◆ Artikel
----

Stand van zaken Regionale ICT Dienst Utrecht (RID) ICT-samenwerking van de gemeenten Baarn, Bunnik, De Bilt, Soest, Utrechtse Heuvelrug, Wijk bij Duurstede, Regionale Sociale Dienst Kromme Rijn Heuvelrug.
Inleiding In juli 2012 zijn de bovenstaande gemeenten gestart met de gemeenschappelijke regeling Regionale ICT Dienst Utrecht, kortweg RID Utrecht. De doelstelling van de RID was en is het zorgdragen voor een betere (adequate) ICT-dienstverlening voor de deelnemende organisaties. De intentie was om door samenwerking de inspanningen te delen die noodzakelijk zijn om bijvoorbeeld te kunnen voldoen aan de opdracht van de overheid “volledige digitalisering in 2017”. Dit gold ook voor belangrijke investeringen om gebruik te kunnen maken van landelijke voorzieningen (iNUP). De verwachting was ook dat de kwetsbaarheid van de gemeentelijke ICT-organisaties zou afnemen door het samenvoegen van de medewerkers van de diverse organisaties. Er werd indertijd gesproken over de 3 K’s: Kwaliteit (verbeteren), Kwetsbaarheid (verkleinen) en Kosten (minder meerkosten). Deze uitgangspunten en de planning voor de totstandkoming van de RID zijn verwoord in de raadsstukken die in 2012 zijn gepresenteerd. In deze stukken wordt ook aangegeven dat de RID zich vooralsnog richt op de zogenoemde ‘harde kant’ van de ICT (i.e. de ICT-infrastructuur, de werkplekken en de kantoorautomatisering). De realisatie werd vertaald in een plateauplanning:
plateau 1: één organisatie plateau 2: gekoppelde locaties plateau 3: centraal beheerde ICT-voorzieningen plateau 4: standaard werkplekken.

----

◆ Lijst
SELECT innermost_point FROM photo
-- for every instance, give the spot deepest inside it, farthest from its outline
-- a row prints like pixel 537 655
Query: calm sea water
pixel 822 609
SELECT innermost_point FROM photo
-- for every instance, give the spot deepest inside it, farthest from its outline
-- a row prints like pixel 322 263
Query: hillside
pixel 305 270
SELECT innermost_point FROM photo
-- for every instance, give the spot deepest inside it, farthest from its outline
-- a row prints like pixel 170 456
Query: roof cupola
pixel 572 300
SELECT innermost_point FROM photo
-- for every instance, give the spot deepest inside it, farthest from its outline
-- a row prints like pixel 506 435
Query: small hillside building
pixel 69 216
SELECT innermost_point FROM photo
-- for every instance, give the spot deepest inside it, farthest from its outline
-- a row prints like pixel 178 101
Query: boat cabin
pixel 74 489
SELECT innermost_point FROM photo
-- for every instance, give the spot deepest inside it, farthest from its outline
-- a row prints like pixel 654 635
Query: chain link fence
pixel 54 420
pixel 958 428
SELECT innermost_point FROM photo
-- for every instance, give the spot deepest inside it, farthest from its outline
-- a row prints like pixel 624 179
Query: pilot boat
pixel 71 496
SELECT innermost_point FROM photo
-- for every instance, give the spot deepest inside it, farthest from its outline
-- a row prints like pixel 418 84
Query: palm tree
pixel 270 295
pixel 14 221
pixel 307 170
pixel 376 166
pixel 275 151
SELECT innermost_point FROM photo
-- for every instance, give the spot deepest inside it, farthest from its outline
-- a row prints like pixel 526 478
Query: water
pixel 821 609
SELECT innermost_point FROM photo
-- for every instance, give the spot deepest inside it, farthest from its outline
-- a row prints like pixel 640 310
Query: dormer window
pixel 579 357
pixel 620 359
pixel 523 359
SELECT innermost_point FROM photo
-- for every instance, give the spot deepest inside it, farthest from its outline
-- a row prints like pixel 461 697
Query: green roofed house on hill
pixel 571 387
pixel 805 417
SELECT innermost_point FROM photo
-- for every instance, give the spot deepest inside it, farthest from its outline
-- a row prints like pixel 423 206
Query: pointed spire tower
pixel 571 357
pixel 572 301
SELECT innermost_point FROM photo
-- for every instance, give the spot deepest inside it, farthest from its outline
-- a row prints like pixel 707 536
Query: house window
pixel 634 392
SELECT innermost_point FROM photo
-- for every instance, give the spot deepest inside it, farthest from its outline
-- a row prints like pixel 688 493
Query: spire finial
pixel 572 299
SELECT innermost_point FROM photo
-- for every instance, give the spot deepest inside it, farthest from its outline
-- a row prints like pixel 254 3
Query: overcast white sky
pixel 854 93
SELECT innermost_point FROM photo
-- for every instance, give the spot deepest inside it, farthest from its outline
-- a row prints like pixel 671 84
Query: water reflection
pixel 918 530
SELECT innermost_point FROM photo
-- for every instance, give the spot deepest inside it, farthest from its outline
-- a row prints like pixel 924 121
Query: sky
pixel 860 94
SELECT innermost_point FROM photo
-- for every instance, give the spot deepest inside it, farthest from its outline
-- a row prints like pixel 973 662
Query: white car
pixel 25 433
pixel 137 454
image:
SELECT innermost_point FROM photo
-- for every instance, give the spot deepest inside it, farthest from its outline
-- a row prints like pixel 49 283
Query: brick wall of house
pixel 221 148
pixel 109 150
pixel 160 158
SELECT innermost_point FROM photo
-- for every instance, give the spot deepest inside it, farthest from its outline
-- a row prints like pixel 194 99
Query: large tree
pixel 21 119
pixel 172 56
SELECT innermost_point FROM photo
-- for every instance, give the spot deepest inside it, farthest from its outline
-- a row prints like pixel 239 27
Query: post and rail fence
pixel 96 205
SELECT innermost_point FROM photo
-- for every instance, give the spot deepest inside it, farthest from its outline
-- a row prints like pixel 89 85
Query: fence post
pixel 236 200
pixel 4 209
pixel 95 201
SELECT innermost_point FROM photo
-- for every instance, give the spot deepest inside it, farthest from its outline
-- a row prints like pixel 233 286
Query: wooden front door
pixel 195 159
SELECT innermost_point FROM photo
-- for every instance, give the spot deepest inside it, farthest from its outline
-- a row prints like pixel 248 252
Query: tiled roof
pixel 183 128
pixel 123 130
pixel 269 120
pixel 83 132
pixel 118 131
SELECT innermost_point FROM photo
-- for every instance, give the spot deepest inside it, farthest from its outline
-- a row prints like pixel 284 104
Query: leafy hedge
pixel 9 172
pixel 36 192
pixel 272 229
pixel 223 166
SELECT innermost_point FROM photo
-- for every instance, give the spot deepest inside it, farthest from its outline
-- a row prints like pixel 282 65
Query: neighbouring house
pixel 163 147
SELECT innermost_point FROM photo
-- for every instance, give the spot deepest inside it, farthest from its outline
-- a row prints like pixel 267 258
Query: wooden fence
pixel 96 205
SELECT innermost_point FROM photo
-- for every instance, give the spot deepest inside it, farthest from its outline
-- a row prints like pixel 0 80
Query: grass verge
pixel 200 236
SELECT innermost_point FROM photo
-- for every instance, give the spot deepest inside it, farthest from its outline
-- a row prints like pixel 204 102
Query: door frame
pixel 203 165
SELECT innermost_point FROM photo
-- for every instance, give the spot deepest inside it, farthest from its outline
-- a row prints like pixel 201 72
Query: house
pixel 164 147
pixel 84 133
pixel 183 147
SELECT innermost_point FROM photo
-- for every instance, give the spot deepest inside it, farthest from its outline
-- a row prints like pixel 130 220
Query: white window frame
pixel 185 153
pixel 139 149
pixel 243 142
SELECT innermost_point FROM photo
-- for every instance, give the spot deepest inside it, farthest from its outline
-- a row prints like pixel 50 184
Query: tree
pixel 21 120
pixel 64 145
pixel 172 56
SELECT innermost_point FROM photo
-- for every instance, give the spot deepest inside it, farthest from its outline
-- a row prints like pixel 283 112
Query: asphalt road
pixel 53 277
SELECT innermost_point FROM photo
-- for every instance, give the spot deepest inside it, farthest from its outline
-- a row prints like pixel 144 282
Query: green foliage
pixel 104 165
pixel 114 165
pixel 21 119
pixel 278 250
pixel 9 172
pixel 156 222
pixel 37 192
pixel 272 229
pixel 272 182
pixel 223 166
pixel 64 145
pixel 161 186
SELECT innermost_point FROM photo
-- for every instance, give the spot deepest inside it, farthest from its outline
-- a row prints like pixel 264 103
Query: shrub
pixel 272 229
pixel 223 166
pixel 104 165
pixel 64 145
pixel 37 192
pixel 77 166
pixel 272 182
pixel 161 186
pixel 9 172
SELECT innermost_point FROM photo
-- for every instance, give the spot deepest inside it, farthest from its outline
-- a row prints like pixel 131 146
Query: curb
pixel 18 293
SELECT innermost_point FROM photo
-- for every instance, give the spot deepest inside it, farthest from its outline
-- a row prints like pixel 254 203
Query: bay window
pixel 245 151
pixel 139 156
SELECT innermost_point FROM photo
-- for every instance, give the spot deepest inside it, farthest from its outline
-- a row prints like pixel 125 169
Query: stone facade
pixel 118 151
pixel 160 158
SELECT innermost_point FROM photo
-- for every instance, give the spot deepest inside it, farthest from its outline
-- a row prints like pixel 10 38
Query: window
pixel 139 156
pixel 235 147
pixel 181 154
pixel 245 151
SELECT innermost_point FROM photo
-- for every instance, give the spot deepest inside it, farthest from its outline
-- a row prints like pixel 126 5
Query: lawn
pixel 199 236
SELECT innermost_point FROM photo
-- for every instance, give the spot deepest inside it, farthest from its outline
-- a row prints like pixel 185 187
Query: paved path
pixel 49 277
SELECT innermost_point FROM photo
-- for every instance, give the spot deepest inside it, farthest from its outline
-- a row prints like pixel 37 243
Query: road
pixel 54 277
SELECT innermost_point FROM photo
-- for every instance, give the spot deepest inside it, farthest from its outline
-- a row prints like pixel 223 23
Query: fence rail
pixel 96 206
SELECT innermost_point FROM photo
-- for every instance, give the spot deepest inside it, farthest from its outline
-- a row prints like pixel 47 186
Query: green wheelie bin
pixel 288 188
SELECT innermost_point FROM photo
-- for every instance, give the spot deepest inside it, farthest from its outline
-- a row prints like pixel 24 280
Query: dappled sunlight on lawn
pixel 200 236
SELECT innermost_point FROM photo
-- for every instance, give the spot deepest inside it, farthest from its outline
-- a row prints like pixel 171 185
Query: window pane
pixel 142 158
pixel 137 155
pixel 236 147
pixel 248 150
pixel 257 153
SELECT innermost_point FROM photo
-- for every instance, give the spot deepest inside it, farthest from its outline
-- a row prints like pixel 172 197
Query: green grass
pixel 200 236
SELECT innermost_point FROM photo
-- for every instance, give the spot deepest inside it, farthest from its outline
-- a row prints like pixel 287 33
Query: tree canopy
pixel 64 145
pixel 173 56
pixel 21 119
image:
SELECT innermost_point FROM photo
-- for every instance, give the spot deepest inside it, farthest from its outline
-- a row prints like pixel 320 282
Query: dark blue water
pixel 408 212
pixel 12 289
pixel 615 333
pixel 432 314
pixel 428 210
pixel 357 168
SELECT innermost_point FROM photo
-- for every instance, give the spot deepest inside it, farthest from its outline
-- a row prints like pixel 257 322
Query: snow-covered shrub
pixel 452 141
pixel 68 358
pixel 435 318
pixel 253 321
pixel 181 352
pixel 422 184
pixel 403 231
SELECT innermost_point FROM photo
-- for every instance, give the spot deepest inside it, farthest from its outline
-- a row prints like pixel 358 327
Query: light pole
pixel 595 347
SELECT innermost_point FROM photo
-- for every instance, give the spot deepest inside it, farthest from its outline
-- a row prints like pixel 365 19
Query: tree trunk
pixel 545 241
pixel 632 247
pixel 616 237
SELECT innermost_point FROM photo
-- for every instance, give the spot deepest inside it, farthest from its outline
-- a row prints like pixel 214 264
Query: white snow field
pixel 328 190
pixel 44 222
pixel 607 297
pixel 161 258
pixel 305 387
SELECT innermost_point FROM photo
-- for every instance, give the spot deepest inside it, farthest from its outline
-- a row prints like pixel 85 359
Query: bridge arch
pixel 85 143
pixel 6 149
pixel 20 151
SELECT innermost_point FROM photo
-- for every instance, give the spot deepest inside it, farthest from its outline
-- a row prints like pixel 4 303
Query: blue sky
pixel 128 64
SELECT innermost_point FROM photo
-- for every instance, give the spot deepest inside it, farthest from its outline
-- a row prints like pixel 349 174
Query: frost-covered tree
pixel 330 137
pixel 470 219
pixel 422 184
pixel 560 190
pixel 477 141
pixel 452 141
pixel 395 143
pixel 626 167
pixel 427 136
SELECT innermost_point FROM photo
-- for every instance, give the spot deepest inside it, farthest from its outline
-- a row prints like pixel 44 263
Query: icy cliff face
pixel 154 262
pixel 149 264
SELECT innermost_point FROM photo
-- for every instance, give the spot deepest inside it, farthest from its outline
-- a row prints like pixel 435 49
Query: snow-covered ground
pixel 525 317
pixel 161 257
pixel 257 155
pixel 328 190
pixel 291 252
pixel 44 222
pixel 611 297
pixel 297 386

----

◆ De opdracht
Schrijf het stuk van het artikel over de RID Utrecht nogmaals uit, vanaf de woorden met "Stand van zaken" tot en met "Kromme Rijn Heuvelrug.", en verwissel daarin "gemeenten" voor "gemeentes".

◆ Antwoord
Stand van zaken Regionale ICT Dienst Utrecht (RID) ICT-samenwerking van de gemeentes Baarn, Bunnik, De Bilt, Soest, Utrechtse Heuvelrug, Wijk bij Duurstede, Regionale Sociale Dienst Kromme Rijn Heuvelrug.